Task brief.
Write out every one of the items below word for word.
---- Records for this exercise
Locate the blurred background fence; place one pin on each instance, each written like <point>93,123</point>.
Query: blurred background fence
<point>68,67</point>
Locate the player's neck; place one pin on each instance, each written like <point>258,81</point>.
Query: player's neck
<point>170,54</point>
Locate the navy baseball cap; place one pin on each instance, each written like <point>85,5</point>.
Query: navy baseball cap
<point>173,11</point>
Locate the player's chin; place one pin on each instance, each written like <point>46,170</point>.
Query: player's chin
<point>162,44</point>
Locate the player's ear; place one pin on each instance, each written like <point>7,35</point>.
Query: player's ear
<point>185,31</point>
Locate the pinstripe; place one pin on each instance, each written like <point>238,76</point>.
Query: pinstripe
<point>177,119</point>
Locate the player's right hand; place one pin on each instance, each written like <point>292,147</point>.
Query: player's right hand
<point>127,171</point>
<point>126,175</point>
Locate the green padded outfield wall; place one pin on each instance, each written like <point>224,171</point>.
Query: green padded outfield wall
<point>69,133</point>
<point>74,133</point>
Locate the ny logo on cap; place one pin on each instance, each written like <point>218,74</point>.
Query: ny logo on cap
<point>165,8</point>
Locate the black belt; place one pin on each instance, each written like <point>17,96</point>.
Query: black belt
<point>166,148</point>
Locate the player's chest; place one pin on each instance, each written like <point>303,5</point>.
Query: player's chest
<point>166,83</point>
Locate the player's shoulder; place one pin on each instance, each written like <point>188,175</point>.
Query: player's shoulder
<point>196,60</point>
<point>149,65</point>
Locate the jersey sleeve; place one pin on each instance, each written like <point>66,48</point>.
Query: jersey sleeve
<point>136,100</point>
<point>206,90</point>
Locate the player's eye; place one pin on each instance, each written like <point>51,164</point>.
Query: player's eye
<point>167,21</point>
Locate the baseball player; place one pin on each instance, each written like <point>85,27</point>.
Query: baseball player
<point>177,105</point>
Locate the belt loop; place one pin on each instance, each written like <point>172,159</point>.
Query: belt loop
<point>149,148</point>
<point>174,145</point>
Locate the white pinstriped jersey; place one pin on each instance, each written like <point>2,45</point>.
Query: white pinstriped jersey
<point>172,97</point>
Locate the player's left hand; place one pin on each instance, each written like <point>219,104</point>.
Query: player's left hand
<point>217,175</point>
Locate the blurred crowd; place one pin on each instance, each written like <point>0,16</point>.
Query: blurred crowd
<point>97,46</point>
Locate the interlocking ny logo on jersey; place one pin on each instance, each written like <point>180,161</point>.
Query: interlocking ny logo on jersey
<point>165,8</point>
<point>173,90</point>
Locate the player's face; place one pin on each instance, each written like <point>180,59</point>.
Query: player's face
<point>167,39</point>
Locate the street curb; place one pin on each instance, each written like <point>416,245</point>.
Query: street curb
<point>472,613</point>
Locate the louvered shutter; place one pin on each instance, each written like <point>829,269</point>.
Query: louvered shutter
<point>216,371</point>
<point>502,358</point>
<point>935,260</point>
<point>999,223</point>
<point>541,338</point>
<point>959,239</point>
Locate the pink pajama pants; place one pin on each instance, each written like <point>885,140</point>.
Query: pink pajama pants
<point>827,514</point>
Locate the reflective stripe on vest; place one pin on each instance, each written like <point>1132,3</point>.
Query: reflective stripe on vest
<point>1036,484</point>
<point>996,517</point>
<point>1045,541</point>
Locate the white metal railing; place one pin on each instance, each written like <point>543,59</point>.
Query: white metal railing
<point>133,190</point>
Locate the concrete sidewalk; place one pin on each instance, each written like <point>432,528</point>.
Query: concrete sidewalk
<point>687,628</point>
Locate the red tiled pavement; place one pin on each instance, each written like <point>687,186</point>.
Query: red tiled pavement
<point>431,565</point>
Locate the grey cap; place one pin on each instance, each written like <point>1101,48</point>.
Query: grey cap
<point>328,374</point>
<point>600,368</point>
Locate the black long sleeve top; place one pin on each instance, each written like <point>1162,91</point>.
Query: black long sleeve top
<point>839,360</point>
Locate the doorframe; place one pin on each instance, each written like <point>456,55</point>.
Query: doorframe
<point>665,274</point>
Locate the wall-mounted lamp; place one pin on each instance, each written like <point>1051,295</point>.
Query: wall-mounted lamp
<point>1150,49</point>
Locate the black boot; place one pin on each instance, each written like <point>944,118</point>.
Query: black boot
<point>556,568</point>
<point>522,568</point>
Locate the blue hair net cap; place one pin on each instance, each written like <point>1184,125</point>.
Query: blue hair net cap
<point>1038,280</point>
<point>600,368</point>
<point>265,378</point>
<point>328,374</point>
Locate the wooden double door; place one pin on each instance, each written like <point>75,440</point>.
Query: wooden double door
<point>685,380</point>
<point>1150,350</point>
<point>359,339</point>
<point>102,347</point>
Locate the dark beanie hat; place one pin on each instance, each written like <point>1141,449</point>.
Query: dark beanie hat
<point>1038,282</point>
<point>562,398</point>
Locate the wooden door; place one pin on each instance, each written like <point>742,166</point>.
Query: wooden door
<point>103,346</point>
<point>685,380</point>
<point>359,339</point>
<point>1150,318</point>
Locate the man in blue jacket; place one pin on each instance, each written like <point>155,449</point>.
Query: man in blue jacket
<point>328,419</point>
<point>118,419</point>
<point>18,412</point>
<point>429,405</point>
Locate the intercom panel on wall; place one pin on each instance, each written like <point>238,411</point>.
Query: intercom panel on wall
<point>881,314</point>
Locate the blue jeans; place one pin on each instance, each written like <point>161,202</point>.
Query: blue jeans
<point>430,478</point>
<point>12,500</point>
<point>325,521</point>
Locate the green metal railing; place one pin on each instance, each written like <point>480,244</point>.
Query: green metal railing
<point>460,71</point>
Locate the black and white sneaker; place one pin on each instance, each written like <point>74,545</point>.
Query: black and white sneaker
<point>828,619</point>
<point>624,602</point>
--------
Solution to the problem.
Locate the blurred background fence; place one pin on each instance, each written like <point>93,123</point>.
Query: blurred background fence
<point>68,67</point>
Locate the player's neck; place one pin on each instance, each written like <point>258,81</point>.
Query: player's neck
<point>170,54</point>
Locate the navy baseball cap; place one pin on each instance, each written like <point>85,5</point>.
Query: navy baseball cap
<point>173,11</point>
Locate the player's chin; place one pin on each instance, each written like <point>46,170</point>.
Query: player's chin
<point>162,44</point>
Locate the player's ear; place one pin on each instance, each written like <point>7,35</point>.
Query: player's ear
<point>185,31</point>
Locate the pinstripe; place one pin on each instance, each written like <point>238,76</point>.
Query: pinstripe
<point>177,119</point>
Locate the player's right hand; place one pin on each instance, each written like <point>292,147</point>.
Query: player's right hand
<point>127,171</point>
<point>126,175</point>
Locate the green padded outfield wall; place one pin on each instance, each written like <point>224,171</point>.
Query: green padded outfield wall
<point>69,133</point>
<point>74,133</point>
Locate the ny logo on cap; place one pin on each instance, each written like <point>218,74</point>.
Query: ny logo on cap
<point>165,8</point>
Locate the black belt; place one pin on each instance, each written like <point>17,96</point>.
Query: black belt
<point>166,148</point>
Locate the player's chest; place one pin on each instance, each written like <point>303,5</point>.
Query: player's chest
<point>166,83</point>
Locate the player's shoulder; place one pin on each instance, each written like <point>188,175</point>.
Query: player's shoulder
<point>196,60</point>
<point>149,65</point>
Locate the jersey sleeve; place one pin on each instance, each written like <point>66,48</point>.
Query: jersey sleeve
<point>136,100</point>
<point>206,90</point>
Locate the player's eye; place one pin on each instance, each written like <point>51,164</point>.
Query: player's eye
<point>167,21</point>
Locate the baseball player; place one pin on each instance, each written like <point>85,27</point>.
Query: baseball player
<point>177,105</point>
Locate the belt loop; place one pin on each instance, each written like <point>172,159</point>.
Query: belt loop
<point>149,148</point>
<point>174,145</point>
Locate the white pinstriped jersey; place one pin on each instance, each written like <point>2,45</point>.
Query: white pinstriped jersey
<point>172,97</point>
Locate the player's left hand; place one pin on each instance, each written like <point>219,104</point>.
Query: player's left hand
<point>217,175</point>
Locate the blurred crowd; place one pin on each instance, each written like <point>0,16</point>.
Query: blurred crowd
<point>97,46</point>
Locate the interlocking ny logo on jersey; place one pin on each instance, each written like <point>180,161</point>.
Query: interlocking ny logo on jersey
<point>165,8</point>
<point>173,90</point>
Locate the player's face; place one pin on each instance, each written like <point>180,59</point>.
Query: player's face
<point>167,39</point>
Locate the street curb; place one pin on each instance, each written like <point>416,245</point>.
Query: street curb
<point>472,613</point>
Locate the louvered shutter; place one pin on each instance, each written like <point>829,269</point>.
Query: louvered shutter
<point>216,371</point>
<point>502,358</point>
<point>935,260</point>
<point>999,223</point>
<point>541,338</point>
<point>959,239</point>
Locate the pink pajama pants; place one pin on each instance, each written like <point>885,140</point>.
Query: pink pajama pants
<point>827,514</point>
Locate the reflective stripe on vest; place one pin on each instance, each written like <point>1132,3</point>.
Query: reflective stripe on vest
<point>1036,484</point>
<point>996,517</point>
<point>1045,541</point>
Locate the white metal railing; place one pin on each instance, each written like <point>543,59</point>.
Query: white metal railing
<point>133,190</point>
Locate the concrete sidewalk; place one pin on each instance, each written like <point>432,528</point>.
Query: concrete sidewalk
<point>687,628</point>
Locate the red tiled pavement; place one pin on each instance, each written like <point>687,186</point>.
Query: red tiled pavement
<point>431,565</point>
Locate the grey cap; place one pin on each instance, each written like <point>1101,48</point>.
Query: grey cap
<point>328,374</point>
<point>600,368</point>
Locate the black long sleeve top; place one pin on each instance, each written like <point>1162,91</point>.
Query: black long sleeve top
<point>839,360</point>
Locate the doorframe; place one pin on each instance, each written like <point>456,55</point>.
Query: doorframe
<point>665,274</point>
Locate the wall-mounted lamp; place one pin on each instance, each written like <point>1051,295</point>.
Query: wall-mounted lamp
<point>1150,49</point>
Locate the black boot; place one pin on each instance, each written like <point>944,118</point>.
Query: black boot
<point>556,568</point>
<point>522,568</point>
Locate the blue hair net cap; place one pin on each instance, each written like <point>1184,125</point>.
Query: blue hair net cap
<point>1038,280</point>
<point>600,368</point>
<point>265,378</point>
<point>328,374</point>
Locate the wooden double door; place one pin on each instance, each written like <point>75,440</point>.
Query: wooden double door
<point>685,380</point>
<point>1150,350</point>
<point>359,339</point>
<point>102,347</point>
Locate the dark beanie hat; place one pin on each instance, each written like <point>1141,449</point>.
Query: dark beanie hat
<point>1038,282</point>
<point>562,398</point>
Locate the wooden door; place one pin on each instance, each written like <point>742,166</point>.
Query: wooden door
<point>103,346</point>
<point>685,380</point>
<point>359,339</point>
<point>1150,318</point>
Locate the man in blue jacket; place one pin on each instance, each written like <point>155,449</point>.
Query: man in blue jacket
<point>328,419</point>
<point>118,419</point>
<point>18,412</point>
<point>429,405</point>
Locate the intercom panel on wall; place one pin on each instance, each written like <point>238,411</point>.
Query: intercom panel on wall
<point>881,314</point>
Locate the blue jeans; place one pin on each instance, each written like <point>161,202</point>.
Query: blue jeans
<point>430,478</point>
<point>12,500</point>
<point>325,521</point>
Locate the green metal railing; place one pin on each instance, each written like <point>480,244</point>.
Query: green metal railing
<point>460,71</point>
Locate the black and white sneaker; place one pin on each instance, each written like <point>74,545</point>.
Query: black and white sneaker
<point>828,619</point>
<point>624,602</point>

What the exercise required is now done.